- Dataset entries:
>> Start

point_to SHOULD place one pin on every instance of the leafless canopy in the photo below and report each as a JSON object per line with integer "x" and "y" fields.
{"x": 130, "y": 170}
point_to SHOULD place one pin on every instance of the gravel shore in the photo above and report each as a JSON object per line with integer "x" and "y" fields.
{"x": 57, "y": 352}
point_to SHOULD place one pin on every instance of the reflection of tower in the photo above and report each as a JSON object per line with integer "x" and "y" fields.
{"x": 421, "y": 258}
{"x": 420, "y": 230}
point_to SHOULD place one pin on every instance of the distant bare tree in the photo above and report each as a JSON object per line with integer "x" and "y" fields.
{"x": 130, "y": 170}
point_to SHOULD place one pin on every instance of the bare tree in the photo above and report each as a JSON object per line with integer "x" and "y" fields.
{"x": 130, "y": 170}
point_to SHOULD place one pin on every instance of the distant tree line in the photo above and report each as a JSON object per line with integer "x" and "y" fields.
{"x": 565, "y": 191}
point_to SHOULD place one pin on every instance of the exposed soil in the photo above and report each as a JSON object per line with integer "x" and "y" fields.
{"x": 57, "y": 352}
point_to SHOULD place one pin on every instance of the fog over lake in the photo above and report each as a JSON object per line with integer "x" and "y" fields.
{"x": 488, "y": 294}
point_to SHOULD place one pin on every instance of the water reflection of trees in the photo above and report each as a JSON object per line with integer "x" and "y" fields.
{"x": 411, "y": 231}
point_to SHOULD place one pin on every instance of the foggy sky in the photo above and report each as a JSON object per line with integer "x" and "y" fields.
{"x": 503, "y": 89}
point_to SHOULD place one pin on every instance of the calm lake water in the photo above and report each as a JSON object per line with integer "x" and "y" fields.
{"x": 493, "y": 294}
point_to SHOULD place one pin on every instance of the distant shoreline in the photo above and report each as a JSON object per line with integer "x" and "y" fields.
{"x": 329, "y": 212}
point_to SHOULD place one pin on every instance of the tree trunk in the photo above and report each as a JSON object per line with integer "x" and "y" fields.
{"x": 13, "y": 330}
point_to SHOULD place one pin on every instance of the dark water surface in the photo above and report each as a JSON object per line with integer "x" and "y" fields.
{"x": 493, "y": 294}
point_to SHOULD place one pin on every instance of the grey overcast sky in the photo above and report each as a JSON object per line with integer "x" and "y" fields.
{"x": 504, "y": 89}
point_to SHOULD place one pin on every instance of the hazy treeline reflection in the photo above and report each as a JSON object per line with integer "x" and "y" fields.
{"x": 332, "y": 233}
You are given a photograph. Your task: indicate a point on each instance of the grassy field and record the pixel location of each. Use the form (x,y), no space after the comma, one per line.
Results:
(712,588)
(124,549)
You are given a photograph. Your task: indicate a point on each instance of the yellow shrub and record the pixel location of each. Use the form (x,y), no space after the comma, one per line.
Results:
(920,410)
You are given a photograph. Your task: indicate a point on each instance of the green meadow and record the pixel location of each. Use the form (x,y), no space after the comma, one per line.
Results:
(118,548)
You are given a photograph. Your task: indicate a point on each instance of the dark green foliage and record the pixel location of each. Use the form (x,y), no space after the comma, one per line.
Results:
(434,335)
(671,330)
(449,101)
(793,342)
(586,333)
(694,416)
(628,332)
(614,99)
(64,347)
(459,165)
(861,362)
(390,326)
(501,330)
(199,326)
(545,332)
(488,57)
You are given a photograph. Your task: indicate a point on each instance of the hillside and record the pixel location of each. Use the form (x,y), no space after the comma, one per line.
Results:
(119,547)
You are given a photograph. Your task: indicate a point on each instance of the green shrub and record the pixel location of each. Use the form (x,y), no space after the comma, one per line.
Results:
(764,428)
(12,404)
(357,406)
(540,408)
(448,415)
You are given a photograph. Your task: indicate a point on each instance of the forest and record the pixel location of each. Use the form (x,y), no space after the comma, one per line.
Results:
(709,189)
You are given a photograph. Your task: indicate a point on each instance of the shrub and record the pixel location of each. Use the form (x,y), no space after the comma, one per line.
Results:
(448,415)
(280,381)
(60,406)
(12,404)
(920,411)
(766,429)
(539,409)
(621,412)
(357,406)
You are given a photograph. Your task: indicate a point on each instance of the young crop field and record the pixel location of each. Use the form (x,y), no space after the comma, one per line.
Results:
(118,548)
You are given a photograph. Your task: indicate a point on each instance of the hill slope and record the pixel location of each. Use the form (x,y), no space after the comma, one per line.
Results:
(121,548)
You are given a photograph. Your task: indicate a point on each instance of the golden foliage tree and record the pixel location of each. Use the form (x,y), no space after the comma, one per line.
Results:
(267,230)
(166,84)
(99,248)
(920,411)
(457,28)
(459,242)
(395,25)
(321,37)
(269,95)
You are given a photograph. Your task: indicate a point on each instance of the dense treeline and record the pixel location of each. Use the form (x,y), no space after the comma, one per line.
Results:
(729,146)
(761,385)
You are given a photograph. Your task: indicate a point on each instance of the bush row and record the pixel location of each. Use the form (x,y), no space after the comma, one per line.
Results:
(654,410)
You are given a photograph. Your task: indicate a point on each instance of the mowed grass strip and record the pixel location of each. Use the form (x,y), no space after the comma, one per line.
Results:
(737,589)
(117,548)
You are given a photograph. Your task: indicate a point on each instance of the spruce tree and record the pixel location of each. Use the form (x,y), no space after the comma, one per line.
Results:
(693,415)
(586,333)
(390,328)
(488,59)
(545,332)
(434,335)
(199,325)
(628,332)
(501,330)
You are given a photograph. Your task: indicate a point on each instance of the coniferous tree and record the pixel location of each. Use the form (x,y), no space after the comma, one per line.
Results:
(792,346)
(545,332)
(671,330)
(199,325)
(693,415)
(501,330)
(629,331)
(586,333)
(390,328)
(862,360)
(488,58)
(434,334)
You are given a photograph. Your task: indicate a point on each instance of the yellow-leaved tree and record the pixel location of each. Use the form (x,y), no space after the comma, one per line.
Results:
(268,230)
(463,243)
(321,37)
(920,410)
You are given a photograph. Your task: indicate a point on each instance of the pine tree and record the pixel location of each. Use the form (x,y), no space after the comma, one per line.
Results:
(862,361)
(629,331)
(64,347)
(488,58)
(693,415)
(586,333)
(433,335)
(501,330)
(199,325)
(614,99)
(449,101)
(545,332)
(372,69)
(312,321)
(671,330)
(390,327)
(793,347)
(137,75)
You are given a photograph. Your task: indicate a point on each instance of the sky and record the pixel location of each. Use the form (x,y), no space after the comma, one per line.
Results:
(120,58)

>> End

- Exercise goal:
Reproduce each line verbatim.

- Result below:
point_to SHOULD place one pin on every instance of the leafless canopy in the photo below and report each as a JSON object per line with integer "x" and "y" fields.
{"x": 130, "y": 170}
point_to SHOULD place one pin on every instance of the gravel shore in the photo above and report each as a JSON object per line with integer "x" and "y" fields.
{"x": 57, "y": 352}
point_to SHOULD place one pin on every instance of the reflection of tower in the photo above and report each as a JSON object per line with integer "x" and "y" fields.
{"x": 421, "y": 258}
{"x": 420, "y": 230}
point_to SHOULD place one pin on every instance of the distant bare tree in the photo above and report each as a JSON object per line with integer "x" and "y" fields.
{"x": 130, "y": 170}
point_to SHOULD place one pin on every instance of the bare tree in the photo above and report each as a JSON object per line with integer "x" and "y" fields.
{"x": 130, "y": 170}
point_to SHOULD place one pin on every instance of the distant tree line in the photo above and report each as a JSON object per line with integer "x" and "y" fields.
{"x": 565, "y": 191}
point_to SHOULD place one pin on every instance of the exposed soil in the photo above and report each as a JSON object per line with integer "x" and "y" fields.
{"x": 57, "y": 352}
point_to SHOULD place one pin on every instance of the fog over lake in the photo above and report each as a JSON object per line with integer "x" and "y" fields.
{"x": 488, "y": 294}
point_to SHOULD place one pin on every instance of the water reflection of trees in the photo above and report each as a JSON object per line with integer "x" and "y" fields.
{"x": 411, "y": 231}
point_to SHOULD place one pin on every instance of the foggy sky in the photo above and report each as a JSON object per line with integer "x" and "y" fields.
{"x": 503, "y": 89}
point_to SHOULD place one pin on every instance of the calm lake water in the photo above and report each as a JSON object per line with integer "x" and "y" fields.
{"x": 493, "y": 294}
point_to SHOULD place one pin on every instance of the distant shoreline in the photo above and report each as a JSON object per line with integer "x" and "y" fields.
{"x": 329, "y": 212}
point_to SHOULD place one pin on every instance of the tree trunk in the photo above and report each as a JSON object per line with integer "x" and "y" fields.
{"x": 13, "y": 330}
point_to SHOULD place one pin on every instance of the dark water surface in the photo above and report each as a JSON object per line with integer "x" and "y" fields.
{"x": 493, "y": 294}
point_to SHOULD place one pin on every instance of the grey overcast sky in the photo above and report each as a JSON object per line with integer "x" and "y" fields.
{"x": 504, "y": 89}
point_to SHOULD place one pin on every instance of the hazy treeline reflection in the photo above and report each as a JSON object per line with integer "x" and "y" fields.
{"x": 332, "y": 233}
You are given a photograph. Your task: indicate a point on each instance of the grassy field and record the pixel location of each. Use the form (x,y), no space after the comma, one per line.
Results:
(712,588)
(124,549)
You are given a photograph. Your task: indicate a point on each instance of the yellow shrub and record the pixel location of each. Use the form (x,y), no space after the comma, one per line.
Results:
(920,410)
You are given a photograph. Your task: indicate a point on each instance of the green meadow and record the pixel location of each. Use the form (x,y), no space after the comma, one per line.
Results:
(118,548)
You are given a photograph. Your task: indicate a point on each instance of the dark green foliage and record the pixel location of each. Use the form (x,y), no space after the comma, one per line.
Results:
(434,335)
(671,330)
(449,101)
(793,342)
(586,333)
(694,416)
(628,332)
(614,99)
(64,347)
(459,165)
(861,362)
(390,326)
(501,330)
(199,326)
(545,332)
(488,57)
You are given a photograph. Your task: indicate a point on each instance of the hillside and record the pixel location of each. Use the form (x,y), no space after the comma, one per line.
Results:
(119,547)
You are given a photograph. Your task: indicate a point on each instance of the green shrub and record the pixel location of each. Use the form (x,y), no space after the comma, one per line.
Results:
(764,428)
(12,404)
(357,406)
(540,408)
(448,415)
You are given a photograph. Your task: indicate a point on each instance of the forest and record the pixel location of each. Use the form (x,y), no space after the comma, one per line.
Results:
(709,189)
You are given a photograph. Your task: indicate a point on each instance of the shrub and record the pixel location of each. Use the form (x,y), no space after the comma, one per line.
Results:
(448,415)
(280,381)
(60,406)
(12,404)
(920,411)
(766,429)
(539,409)
(621,412)
(357,406)
You are given a photograph. Your task: indicate a point on each instance of the young crop field and record the pixel location of each. Use the form (x,y), no space after the comma, one per line.
Results:
(118,548)
You are given a photograph. Your task: indicate a point on each instance of the hill slope and record the pixel location of each. Use the form (x,y), no space after the comma, one per line.
Results:
(121,548)
You are given a photograph. Your task: indicate a point on each instance of the golden foliage tree and record the pixel location of each. Use the form (x,y), no space after the comma, one per line.
Results:
(267,230)
(166,84)
(99,248)
(920,411)
(457,28)
(459,242)
(395,25)
(321,37)
(269,95)
You are given a photograph. Your task: indicate a point on each instance of the dense treeline and record the pixel location of each. Use the form (x,y), no space after the comma, one per line.
Results:
(729,146)
(761,385)
You are given a photograph. Your task: indicate a point on each instance of the bush row and record the pixel location of each. Use the form (x,y), no space after the comma, one per line.
Results:
(654,410)
You are given a photograph. Your task: indicate a point on each instance of the mowed grass strip and record the pixel location of each. Use the form (x,y), no space after the comma, one per line.
Results:
(737,589)
(117,548)
You are given a photograph. Your task: indicate a point on each instance of the spruce tree and record the pixel location of each. Use the form (x,y), no space after the comma, one per line.
Results:
(693,415)
(586,333)
(390,328)
(488,59)
(545,332)
(434,335)
(199,325)
(628,332)
(501,330)
You are given a photograph. Your task: indicate a point on each instance of the coniferous tree and record the pixel location of each. Use the form (x,y), no space after the comma, one per line.
Results:
(792,346)
(545,332)
(671,330)
(199,325)
(693,415)
(501,330)
(629,331)
(586,333)
(390,328)
(862,360)
(488,58)
(434,334)
You are given a photograph. Your task: indicate a point on each instance of the yellow-leaved tree and record the pixel location of each. Use the form (x,y), no space after the comma, one per line.
Results:
(268,230)
(463,243)
(321,37)
(920,410)
You are given a photograph. Your task: indicate a point on each instance of the pine tree and record the pixel location of each. Use the form (x,y), no space after the comma, one per line.
Results:
(862,361)
(629,331)
(64,347)
(488,58)
(693,415)
(586,333)
(433,335)
(501,330)
(199,325)
(614,99)
(449,101)
(545,332)
(372,69)
(312,321)
(671,330)
(390,327)
(793,347)
(137,75)
You are given a photograph. Your task: indicate a point on each instance of the sky and record the pixel location of each. Use the form (x,y), no space after the comma, one per line.
Results:
(120,58)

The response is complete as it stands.